Task objective ::
Which lines in the records contain the string "positive", with case counting? Report each such line in full.
┌─ Material for the task
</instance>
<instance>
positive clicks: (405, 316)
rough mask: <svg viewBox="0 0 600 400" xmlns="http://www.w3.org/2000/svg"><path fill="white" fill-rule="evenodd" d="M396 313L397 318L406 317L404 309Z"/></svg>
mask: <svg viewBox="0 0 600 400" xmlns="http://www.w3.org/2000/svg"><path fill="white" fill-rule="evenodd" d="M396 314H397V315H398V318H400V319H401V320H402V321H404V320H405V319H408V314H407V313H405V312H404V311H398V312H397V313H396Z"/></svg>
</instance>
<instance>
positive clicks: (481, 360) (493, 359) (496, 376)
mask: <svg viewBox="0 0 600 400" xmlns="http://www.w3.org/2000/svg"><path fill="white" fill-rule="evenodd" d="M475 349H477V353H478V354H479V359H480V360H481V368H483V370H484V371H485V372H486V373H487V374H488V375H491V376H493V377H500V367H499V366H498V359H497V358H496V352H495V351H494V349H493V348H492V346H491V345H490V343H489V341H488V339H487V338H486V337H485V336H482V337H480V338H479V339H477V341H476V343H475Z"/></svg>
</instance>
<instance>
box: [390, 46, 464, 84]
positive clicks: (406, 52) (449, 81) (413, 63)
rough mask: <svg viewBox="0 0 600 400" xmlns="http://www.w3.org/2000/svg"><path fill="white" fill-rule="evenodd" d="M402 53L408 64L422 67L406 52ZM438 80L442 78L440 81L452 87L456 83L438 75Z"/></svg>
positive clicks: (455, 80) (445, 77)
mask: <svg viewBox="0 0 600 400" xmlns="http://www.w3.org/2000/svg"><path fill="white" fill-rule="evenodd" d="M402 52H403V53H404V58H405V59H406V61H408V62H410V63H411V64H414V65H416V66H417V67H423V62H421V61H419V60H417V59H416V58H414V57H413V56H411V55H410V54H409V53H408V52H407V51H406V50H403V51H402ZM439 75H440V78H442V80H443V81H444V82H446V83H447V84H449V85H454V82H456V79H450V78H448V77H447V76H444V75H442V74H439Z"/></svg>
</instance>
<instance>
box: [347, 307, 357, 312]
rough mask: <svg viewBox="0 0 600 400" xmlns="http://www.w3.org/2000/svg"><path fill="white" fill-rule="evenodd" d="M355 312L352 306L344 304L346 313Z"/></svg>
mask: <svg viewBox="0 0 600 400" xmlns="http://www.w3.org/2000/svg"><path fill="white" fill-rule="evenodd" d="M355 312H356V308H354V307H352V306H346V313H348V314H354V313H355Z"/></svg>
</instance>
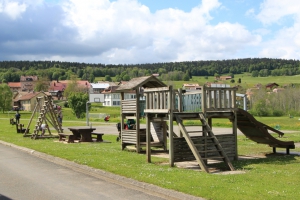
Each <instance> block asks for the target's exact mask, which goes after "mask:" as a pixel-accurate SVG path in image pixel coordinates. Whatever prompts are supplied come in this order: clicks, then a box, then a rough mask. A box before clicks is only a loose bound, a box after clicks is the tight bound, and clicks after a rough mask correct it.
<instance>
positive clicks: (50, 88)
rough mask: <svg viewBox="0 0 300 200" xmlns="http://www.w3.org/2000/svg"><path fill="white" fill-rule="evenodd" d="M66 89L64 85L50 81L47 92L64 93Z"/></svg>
mask: <svg viewBox="0 0 300 200" xmlns="http://www.w3.org/2000/svg"><path fill="white" fill-rule="evenodd" d="M66 87H67V84H66V83H62V82H60V81H59V82H57V81H51V83H50V87H49V91H56V90H59V91H64V90H65V89H66Z"/></svg>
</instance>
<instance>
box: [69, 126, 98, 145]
mask: <svg viewBox="0 0 300 200" xmlns="http://www.w3.org/2000/svg"><path fill="white" fill-rule="evenodd" d="M69 130H70V131H71V132H72V133H73V135H74V136H75V140H76V139H79V140H80V142H93V139H92V132H93V131H94V130H96V129H95V128H69Z"/></svg>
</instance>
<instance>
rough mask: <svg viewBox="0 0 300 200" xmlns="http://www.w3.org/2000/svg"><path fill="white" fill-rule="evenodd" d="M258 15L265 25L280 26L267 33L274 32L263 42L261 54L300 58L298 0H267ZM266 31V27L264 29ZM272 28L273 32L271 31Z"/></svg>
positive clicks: (270, 55)
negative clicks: (271, 35)
mask: <svg viewBox="0 0 300 200" xmlns="http://www.w3.org/2000/svg"><path fill="white" fill-rule="evenodd" d="M260 8H261V10H260V12H259V14H258V15H257V19H259V20H260V21H261V22H262V23H263V24H264V25H267V27H269V26H270V25H273V24H275V25H276V26H278V27H279V28H278V29H277V30H274V29H273V30H272V29H271V28H269V30H268V31H267V33H272V36H273V37H272V38H269V39H267V40H266V41H264V42H263V43H262V44H261V50H260V51H259V56H262V57H272V58H284V59H299V57H300V51H299V48H300V34H299V33H300V20H299V19H300V12H299V11H300V4H299V1H297V0H286V1H281V0H266V1H264V2H263V3H262V4H261V6H260ZM262 30H264V32H266V29H262ZM271 30H272V32H271Z"/></svg>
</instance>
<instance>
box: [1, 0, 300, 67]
mask: <svg viewBox="0 0 300 200" xmlns="http://www.w3.org/2000/svg"><path fill="white" fill-rule="evenodd" d="M0 30H1V31H0V61H6V60H56V61H57V60H58V61H69V62H85V63H104V64H137V63H156V62H178V61H196V60H225V59H239V58H265V57H267V58H282V59H296V60H299V58H300V48H299V47H300V4H299V1H298V0H285V1H282V0H187V1H183V0H86V1H82V0H0Z"/></svg>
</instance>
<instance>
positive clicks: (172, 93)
mask: <svg viewBox="0 0 300 200" xmlns="http://www.w3.org/2000/svg"><path fill="white" fill-rule="evenodd" d="M132 90H135V91H136V98H135V99H133V100H125V99H124V93H125V92H126V91H132ZM236 90H237V89H236V88H211V87H206V86H202V87H201V89H200V90H196V91H193V92H186V91H184V90H182V89H179V90H173V88H172V86H166V85H165V84H164V83H162V82H161V81H159V80H158V79H157V78H155V77H154V76H148V77H139V78H135V79H132V80H131V81H129V82H128V83H127V84H126V85H123V86H120V87H119V88H118V89H117V91H119V92H120V93H121V129H120V135H121V144H122V149H124V148H125V147H126V146H129V145H133V146H134V147H135V148H136V152H138V153H139V152H141V151H142V147H146V155H147V161H148V162H151V151H152V147H162V148H163V150H165V151H167V134H169V148H168V152H169V165H170V166H174V163H175V162H182V161H191V160H196V161H197V163H198V164H199V166H200V168H201V169H202V170H203V171H205V172H209V168H208V160H217V161H223V162H224V163H225V164H226V165H227V167H228V168H229V169H230V170H234V167H233V165H232V164H231V160H237V159H238V151H237V128H239V129H240V130H241V131H242V132H243V133H245V135H246V136H247V137H248V138H249V139H252V140H254V141H255V142H258V143H262V144H268V145H269V146H271V147H273V151H274V152H276V148H286V149H287V153H289V149H292V148H295V146H294V142H282V141H279V140H277V139H275V138H274V137H273V136H272V135H270V134H269V133H268V131H267V130H271V131H275V132H276V133H278V134H280V135H283V133H282V132H280V131H278V130H275V129H272V128H271V127H268V126H267V125H265V124H262V123H260V122H258V121H256V120H255V121H254V120H253V119H254V118H253V116H252V115H250V114H249V113H248V112H247V111H243V110H242V109H238V108H237V106H236ZM245 113H246V114H245ZM243 116H246V117H247V118H248V120H243V119H244V118H243ZM141 117H145V118H146V129H141V128H140V119H141ZM251 117H252V118H253V119H252V118H251ZM214 118H227V119H229V121H230V122H231V123H232V133H229V134H220V135H215V134H214V133H213V130H212V120H213V119H214ZM239 118H240V119H239ZM127 119H135V120H136V129H133V130H125V129H124V121H125V120H127ZM188 120H197V121H198V120H199V122H201V125H199V126H198V128H196V131H195V130H193V131H190V130H189V126H188V125H187V123H186V122H187V121H188ZM175 123H176V124H177V127H178V129H179V134H175V132H174V126H175V125H174V124H175ZM242 123H243V124H242ZM167 124H168V126H167ZM193 127H194V129H195V126H193ZM247 127H254V128H252V129H250V128H249V129H248V128H247ZM263 138H264V139H263ZM270 141H272V142H270Z"/></svg>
└─
Response below ::
positive clicks: (405, 316)
positive clicks: (481, 360) (493, 359) (496, 376)
positive clicks: (406, 52) (449, 81) (413, 63)
positive clicks: (455, 80) (445, 77)
positive clicks: (50, 88)
positive clicks: (270, 55)
positive clicks: (172, 93)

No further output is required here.